**REQUIRED ACTION**
Reproduce word for word the stretch of the article on Cardano's solution to the cubic from "True, the mathematical" through "in this article.".

**QUOTED PASSAGE**

━━━━━━━━━━

I will present Cardano's solution to the cubic.
And I can already hear the response: "What? Why? Isn't his solution well understood? Why yet another article?"
True, the mathematical content of the solution is well-understood. However, the expression of that solution is not. Girolamo Cardano (1501-1576) worked before symbolism, before even the invention of the equals sign, so any symbolic presentation of his solution misses important aspects of his thought [Note 1]. I want to think along with Cardano, to understand his solution as he did, and to bring my students to an understanding of Cardano’s world of mathematics—his ways of thinking and the mathematical tools at his disposal. The elucidation of these points is my goal in this article.
Girolamo Cardano (1501-1576)
(Source: Convergence Portrait Gallery)

━━━━━━━━━━

**GIVEN INFORMATION**
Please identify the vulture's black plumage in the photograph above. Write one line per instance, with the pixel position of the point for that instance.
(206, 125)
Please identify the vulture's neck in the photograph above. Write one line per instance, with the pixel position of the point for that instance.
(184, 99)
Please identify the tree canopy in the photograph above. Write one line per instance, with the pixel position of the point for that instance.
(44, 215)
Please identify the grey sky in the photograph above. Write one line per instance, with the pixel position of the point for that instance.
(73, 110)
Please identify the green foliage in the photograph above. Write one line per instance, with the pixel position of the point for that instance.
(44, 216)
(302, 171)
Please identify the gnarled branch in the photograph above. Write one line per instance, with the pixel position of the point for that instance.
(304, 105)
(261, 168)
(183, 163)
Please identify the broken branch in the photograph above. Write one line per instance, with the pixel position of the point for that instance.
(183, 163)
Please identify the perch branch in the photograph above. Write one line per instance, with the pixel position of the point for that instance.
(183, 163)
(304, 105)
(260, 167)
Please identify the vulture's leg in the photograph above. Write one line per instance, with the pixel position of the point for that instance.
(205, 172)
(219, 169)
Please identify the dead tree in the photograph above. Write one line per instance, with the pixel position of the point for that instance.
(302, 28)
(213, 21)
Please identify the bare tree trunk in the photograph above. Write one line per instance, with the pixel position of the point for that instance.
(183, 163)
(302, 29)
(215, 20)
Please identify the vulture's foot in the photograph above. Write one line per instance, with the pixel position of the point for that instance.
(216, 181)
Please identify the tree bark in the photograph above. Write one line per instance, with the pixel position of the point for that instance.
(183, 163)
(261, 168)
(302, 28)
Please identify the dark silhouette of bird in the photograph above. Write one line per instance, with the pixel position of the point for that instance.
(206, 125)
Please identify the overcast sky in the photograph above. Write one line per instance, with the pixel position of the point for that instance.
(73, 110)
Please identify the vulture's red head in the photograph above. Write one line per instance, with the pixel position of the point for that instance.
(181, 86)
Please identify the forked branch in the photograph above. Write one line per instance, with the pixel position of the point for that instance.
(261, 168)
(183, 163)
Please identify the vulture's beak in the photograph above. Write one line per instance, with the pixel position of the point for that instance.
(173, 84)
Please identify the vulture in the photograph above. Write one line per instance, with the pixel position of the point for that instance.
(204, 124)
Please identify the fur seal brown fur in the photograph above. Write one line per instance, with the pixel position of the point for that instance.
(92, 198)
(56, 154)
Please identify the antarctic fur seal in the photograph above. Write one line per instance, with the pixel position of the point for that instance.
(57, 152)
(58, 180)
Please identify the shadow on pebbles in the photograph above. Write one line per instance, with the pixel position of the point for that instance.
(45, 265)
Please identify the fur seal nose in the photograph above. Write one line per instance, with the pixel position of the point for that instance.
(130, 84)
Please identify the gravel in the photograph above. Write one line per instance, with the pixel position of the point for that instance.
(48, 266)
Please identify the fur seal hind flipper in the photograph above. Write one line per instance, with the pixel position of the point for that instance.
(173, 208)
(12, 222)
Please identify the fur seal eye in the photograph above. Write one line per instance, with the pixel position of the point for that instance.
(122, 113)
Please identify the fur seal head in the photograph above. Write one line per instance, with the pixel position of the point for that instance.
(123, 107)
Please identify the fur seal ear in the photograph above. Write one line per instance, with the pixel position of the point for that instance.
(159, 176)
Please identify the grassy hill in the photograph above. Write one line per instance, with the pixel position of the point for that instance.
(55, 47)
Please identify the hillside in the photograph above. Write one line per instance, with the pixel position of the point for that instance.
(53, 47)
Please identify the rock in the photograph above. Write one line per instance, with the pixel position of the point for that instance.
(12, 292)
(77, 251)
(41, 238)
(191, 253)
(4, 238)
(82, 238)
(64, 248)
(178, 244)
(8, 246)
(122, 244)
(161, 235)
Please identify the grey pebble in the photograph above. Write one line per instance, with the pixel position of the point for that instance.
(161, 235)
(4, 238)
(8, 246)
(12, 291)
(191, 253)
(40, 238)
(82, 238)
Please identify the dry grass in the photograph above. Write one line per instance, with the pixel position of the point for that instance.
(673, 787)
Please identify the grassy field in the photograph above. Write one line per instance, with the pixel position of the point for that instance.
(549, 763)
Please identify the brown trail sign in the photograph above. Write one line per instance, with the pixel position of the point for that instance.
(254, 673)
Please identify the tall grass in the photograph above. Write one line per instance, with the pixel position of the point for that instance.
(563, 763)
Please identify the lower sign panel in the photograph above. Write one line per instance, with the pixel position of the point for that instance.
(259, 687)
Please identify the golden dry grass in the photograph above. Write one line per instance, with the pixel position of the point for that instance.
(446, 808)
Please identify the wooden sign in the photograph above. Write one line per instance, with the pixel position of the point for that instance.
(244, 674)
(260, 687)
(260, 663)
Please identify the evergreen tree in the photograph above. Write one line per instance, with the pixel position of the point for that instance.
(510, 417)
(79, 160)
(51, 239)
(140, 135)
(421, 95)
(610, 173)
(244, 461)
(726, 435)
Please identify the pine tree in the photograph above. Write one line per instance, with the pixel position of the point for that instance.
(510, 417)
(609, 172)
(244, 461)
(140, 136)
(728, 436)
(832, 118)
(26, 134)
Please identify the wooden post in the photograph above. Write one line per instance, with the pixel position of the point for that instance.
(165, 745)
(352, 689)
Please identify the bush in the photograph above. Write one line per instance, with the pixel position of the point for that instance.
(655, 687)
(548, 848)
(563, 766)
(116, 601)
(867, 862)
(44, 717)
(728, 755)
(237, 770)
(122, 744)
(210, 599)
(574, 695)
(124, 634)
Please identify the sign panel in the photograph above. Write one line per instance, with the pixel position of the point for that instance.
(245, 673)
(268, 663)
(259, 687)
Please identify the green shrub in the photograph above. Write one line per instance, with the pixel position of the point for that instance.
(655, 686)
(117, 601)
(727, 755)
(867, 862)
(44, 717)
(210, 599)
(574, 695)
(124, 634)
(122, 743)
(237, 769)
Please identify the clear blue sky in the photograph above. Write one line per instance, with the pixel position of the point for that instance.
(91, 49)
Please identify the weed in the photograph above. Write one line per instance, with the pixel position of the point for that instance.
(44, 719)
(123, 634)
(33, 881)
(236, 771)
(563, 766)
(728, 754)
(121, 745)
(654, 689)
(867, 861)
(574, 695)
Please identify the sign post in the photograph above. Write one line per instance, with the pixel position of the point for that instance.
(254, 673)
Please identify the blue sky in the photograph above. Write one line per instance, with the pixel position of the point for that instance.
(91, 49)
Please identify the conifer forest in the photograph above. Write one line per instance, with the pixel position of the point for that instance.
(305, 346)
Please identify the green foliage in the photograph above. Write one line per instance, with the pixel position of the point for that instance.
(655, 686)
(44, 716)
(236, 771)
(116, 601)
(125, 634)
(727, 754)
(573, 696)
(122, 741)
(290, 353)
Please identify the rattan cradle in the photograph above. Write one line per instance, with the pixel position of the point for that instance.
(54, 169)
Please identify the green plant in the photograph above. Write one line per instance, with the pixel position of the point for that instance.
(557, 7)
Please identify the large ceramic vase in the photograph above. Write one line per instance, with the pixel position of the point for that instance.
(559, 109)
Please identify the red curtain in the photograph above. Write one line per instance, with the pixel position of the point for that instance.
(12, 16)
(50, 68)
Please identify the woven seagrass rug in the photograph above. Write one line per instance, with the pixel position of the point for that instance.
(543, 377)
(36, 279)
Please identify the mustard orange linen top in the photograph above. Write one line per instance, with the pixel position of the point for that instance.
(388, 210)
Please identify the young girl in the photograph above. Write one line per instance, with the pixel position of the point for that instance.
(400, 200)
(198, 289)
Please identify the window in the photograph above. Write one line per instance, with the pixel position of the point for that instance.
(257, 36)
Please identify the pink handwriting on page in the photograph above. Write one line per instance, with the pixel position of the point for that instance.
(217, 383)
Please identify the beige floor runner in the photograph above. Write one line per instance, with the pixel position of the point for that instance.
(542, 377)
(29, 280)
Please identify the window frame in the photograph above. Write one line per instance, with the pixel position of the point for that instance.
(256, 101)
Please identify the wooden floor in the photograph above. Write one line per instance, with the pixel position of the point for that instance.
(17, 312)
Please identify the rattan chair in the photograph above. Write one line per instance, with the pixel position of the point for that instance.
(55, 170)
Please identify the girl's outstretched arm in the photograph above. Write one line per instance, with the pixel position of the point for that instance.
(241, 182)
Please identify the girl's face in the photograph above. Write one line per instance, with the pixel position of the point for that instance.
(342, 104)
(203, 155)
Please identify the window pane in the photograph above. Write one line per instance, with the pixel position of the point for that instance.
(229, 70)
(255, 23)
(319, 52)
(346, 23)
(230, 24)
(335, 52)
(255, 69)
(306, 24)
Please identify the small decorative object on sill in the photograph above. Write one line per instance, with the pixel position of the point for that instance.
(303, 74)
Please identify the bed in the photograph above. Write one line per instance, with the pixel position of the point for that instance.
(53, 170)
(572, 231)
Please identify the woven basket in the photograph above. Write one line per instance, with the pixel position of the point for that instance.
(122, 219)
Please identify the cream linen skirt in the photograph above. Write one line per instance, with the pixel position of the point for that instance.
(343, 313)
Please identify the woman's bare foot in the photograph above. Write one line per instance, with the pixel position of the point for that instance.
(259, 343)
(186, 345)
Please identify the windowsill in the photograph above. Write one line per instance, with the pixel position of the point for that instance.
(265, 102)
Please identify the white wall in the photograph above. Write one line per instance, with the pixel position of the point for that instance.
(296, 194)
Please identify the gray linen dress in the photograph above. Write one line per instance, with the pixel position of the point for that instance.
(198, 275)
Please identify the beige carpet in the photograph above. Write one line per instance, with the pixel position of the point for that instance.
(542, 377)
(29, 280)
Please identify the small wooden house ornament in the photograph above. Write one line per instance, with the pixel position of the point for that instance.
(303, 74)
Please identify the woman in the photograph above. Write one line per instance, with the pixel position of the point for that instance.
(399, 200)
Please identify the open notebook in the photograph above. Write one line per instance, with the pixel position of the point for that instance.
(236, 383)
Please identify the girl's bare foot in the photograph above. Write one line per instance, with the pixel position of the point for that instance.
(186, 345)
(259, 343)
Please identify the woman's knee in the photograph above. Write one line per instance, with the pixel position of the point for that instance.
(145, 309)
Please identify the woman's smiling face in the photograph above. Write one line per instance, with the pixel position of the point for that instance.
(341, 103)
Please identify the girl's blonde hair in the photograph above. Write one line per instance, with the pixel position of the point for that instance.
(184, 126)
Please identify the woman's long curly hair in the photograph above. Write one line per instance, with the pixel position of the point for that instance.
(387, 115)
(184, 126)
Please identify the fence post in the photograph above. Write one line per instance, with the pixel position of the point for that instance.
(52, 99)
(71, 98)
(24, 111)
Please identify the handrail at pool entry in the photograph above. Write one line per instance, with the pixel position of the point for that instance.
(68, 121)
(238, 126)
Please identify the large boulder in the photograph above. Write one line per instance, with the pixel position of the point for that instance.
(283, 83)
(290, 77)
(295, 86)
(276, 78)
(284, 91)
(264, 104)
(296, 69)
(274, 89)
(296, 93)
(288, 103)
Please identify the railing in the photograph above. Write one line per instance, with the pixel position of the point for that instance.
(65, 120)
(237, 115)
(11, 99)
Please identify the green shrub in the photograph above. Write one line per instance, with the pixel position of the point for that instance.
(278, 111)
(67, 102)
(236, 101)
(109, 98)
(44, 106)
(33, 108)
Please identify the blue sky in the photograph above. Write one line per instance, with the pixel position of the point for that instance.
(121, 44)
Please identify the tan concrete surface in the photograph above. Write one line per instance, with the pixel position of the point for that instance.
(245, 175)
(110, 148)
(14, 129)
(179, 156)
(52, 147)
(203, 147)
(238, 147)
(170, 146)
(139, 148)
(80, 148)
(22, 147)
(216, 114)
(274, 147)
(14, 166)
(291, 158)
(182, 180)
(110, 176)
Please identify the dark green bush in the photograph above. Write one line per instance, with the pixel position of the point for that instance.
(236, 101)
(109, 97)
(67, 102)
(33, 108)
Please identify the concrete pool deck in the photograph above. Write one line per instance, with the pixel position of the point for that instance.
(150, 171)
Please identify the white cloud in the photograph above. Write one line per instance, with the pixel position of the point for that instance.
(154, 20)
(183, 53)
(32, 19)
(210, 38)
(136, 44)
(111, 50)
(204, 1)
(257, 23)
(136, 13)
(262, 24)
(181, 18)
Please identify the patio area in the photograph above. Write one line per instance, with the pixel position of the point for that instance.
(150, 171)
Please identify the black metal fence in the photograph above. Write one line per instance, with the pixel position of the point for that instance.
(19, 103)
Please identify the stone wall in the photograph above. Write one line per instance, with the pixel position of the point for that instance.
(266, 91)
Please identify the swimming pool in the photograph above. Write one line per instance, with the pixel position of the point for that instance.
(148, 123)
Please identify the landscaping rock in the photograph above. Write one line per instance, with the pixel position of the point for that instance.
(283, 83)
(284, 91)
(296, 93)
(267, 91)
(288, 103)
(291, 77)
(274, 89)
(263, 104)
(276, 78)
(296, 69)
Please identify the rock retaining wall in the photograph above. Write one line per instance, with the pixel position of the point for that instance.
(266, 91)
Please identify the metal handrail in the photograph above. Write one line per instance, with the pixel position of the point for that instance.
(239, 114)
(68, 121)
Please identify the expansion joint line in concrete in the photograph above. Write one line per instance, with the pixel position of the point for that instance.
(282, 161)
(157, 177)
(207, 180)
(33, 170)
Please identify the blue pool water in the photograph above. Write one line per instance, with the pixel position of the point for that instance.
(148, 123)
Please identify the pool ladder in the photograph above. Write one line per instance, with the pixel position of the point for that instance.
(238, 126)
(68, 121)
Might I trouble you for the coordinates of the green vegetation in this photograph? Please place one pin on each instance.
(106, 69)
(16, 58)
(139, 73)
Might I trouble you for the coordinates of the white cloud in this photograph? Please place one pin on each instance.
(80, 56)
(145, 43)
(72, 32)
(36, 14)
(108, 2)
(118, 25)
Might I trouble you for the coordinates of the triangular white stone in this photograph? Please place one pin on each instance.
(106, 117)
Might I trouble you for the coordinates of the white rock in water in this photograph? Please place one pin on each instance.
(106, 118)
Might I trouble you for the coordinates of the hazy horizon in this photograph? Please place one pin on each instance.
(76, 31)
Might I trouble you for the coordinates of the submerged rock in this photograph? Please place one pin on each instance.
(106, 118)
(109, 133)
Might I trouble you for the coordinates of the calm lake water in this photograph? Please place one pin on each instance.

━━━━━━━━━━

**SOLUTION TO THE EXERCISE**
True, the mathematical content of the solution is well-understood. However, the expression of that solution is not. Girolamo Cardano (1501-1576) worked before symbolism, before even the invention of the equals sign, so any symbolic presentation of his solution misses important aspects of his thought [Note 1]. I want to think along with Cardano, to understand his solution as he did, and to bring my students to an understanding of Cardano’s world of mathematics—his ways of thinking and the mathematical tools at his disposal. The elucidation of these points is my goal in this article.